[Extracted data entries]
______________________________
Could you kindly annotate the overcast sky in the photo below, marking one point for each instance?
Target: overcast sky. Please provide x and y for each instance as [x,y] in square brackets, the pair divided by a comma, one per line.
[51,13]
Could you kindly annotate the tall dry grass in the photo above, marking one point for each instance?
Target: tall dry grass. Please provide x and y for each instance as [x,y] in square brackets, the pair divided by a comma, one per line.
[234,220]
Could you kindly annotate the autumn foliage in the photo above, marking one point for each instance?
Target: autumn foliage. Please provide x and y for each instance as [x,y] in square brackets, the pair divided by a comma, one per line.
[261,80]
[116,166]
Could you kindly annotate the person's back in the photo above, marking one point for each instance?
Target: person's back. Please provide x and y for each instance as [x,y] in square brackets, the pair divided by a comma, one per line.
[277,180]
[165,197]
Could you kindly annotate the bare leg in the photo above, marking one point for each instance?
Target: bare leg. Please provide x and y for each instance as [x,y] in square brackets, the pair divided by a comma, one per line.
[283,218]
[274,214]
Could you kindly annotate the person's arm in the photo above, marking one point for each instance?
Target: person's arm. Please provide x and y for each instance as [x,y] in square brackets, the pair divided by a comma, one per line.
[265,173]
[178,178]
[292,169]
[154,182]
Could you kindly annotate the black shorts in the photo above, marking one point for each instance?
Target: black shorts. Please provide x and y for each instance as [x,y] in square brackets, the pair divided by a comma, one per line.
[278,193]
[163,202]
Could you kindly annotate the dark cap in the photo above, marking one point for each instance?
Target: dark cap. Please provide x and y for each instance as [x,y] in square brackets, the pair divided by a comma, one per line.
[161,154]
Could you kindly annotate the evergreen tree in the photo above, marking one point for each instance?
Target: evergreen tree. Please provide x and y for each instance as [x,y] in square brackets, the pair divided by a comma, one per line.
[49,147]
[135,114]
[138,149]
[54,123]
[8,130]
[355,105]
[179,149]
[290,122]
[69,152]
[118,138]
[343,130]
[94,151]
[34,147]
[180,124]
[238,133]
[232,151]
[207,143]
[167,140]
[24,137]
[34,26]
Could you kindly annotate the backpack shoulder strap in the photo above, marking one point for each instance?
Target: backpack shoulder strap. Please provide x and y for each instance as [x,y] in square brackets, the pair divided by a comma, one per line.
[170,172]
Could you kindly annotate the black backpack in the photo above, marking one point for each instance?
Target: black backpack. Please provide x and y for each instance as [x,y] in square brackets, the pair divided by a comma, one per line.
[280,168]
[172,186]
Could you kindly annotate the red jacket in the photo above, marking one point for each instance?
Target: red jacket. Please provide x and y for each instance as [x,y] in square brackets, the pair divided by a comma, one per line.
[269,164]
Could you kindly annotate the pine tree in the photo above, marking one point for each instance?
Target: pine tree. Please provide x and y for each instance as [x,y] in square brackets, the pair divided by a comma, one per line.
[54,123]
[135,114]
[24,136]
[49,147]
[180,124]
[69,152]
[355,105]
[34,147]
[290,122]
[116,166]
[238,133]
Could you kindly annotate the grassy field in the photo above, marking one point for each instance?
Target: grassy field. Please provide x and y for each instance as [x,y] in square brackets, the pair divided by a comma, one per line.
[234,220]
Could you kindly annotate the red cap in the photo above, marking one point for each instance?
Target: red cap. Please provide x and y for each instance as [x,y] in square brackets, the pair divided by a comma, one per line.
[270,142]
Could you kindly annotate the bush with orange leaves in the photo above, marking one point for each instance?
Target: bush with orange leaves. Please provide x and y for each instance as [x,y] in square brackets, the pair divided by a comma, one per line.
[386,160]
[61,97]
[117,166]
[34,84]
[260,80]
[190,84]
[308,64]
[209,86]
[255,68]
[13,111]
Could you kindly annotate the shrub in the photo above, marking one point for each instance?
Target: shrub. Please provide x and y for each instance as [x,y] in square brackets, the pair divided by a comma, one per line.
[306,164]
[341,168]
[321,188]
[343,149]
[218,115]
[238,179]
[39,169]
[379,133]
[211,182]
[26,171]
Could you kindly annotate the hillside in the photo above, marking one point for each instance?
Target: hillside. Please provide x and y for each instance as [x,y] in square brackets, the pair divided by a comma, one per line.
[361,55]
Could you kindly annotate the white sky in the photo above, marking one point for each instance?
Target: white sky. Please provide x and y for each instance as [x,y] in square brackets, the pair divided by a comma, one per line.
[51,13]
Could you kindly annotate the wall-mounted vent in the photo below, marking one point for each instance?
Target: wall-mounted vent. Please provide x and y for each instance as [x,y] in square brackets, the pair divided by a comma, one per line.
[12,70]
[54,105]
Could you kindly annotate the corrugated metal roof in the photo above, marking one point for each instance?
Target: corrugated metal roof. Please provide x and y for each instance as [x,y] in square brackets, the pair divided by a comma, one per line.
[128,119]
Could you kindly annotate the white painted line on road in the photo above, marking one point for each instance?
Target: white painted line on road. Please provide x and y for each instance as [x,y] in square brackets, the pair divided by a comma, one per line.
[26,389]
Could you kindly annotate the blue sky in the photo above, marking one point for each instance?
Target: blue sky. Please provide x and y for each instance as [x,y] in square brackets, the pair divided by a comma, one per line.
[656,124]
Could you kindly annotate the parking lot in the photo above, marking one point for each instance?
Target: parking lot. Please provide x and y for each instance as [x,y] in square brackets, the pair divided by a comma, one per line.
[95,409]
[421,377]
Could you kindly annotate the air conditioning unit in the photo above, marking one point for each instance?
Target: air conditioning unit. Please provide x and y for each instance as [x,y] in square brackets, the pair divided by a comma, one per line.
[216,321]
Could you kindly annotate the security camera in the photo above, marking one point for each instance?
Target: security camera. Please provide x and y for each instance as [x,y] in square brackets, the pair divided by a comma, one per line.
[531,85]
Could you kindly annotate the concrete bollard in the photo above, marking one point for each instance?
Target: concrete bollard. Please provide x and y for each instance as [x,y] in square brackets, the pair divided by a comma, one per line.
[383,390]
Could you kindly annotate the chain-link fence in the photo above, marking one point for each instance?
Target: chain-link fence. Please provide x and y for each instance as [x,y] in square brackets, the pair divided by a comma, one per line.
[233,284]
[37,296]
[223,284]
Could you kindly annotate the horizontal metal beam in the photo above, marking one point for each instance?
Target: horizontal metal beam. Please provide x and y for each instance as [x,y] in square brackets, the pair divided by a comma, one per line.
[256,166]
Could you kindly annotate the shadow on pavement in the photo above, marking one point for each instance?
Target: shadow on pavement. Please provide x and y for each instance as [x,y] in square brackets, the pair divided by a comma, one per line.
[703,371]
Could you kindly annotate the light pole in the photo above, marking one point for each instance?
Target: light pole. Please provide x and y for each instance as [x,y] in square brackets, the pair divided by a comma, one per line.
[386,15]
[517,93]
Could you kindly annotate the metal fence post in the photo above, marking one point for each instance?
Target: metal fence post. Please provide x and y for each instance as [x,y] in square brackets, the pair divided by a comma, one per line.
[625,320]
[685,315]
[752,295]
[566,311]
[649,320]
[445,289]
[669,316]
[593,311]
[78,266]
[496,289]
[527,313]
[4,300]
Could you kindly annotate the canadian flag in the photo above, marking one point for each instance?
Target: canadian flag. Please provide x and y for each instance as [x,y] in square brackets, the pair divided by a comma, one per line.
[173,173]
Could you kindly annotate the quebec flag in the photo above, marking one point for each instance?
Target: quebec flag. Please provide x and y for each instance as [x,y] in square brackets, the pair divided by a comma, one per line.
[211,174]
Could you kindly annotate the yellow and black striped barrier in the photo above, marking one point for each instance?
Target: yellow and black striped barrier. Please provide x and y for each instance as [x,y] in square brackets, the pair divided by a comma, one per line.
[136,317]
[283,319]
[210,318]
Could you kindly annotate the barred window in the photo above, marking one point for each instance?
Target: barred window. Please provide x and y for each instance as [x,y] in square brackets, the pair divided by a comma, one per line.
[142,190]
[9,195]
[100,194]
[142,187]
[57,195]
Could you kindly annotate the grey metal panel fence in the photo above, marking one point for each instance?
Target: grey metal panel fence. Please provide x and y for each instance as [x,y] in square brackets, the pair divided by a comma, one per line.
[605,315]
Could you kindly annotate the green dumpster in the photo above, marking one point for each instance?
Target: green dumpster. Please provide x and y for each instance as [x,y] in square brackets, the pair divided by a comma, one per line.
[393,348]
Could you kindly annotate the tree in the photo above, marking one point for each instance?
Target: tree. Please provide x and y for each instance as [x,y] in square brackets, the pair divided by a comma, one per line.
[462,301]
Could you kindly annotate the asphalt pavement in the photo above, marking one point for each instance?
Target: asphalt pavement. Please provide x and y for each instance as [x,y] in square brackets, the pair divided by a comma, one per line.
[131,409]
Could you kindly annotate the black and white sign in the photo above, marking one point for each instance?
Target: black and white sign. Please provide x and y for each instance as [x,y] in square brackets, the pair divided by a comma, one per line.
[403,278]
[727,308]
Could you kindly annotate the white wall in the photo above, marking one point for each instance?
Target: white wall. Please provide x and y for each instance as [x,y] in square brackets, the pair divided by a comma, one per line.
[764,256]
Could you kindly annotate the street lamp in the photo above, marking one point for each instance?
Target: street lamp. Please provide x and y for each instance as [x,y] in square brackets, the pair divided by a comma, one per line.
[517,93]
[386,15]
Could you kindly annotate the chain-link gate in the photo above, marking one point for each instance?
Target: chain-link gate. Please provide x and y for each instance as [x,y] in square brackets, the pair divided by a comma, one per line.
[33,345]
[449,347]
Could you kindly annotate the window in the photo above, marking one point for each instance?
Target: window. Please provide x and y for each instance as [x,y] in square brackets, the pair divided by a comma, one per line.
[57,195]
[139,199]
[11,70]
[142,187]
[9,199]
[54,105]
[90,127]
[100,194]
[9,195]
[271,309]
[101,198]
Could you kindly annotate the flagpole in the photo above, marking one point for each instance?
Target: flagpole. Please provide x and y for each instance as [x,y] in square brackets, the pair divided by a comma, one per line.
______________________________
▶ [What is being asked] Repeat only the stretch of lines starting at the one containing "Could you kindly annotate the white wall" and running to the final line of the entries above.

▶ [Correct result]
Could you kindly annotate the white wall in the photo above, marking one point for each instance?
Target: white wall. Please provide x and y for each instance as [x,y] in square brackets, the pair divided by a comma, one per line.
[764,256]
Could you kindly annotate the street lamp in the photo above, marking one point for each instance?
Target: street lamp. Please provide x and y for each instance as [x,y] in square brackets, the pair divided by a comma, one per line.
[517,93]
[386,15]
Could you kindly annotate the chain-link gate in the photo above, marking one point for each instance?
Target: chain-link gate. Please provide x and y for each instance as [x,y] in square brackets, the pair divided by a comma, one per line.
[33,345]
[449,347]
Could you kindly annotate the window in the photo above, marking one point for each instance?
Target: window. Please provide x and y for each instance as [x,y] in square brackets, the pair divided by a comma, one per line.
[57,195]
[139,199]
[11,70]
[142,187]
[9,199]
[54,105]
[90,127]
[100,194]
[9,195]
[271,309]
[101,198]
Could you kindly annotate the flagpole in the photo above, marking one point for each instance?
Target: flagpole. Please provide x and y for each instance as [x,y] in square brackets, the pair divided by a comma, one per line.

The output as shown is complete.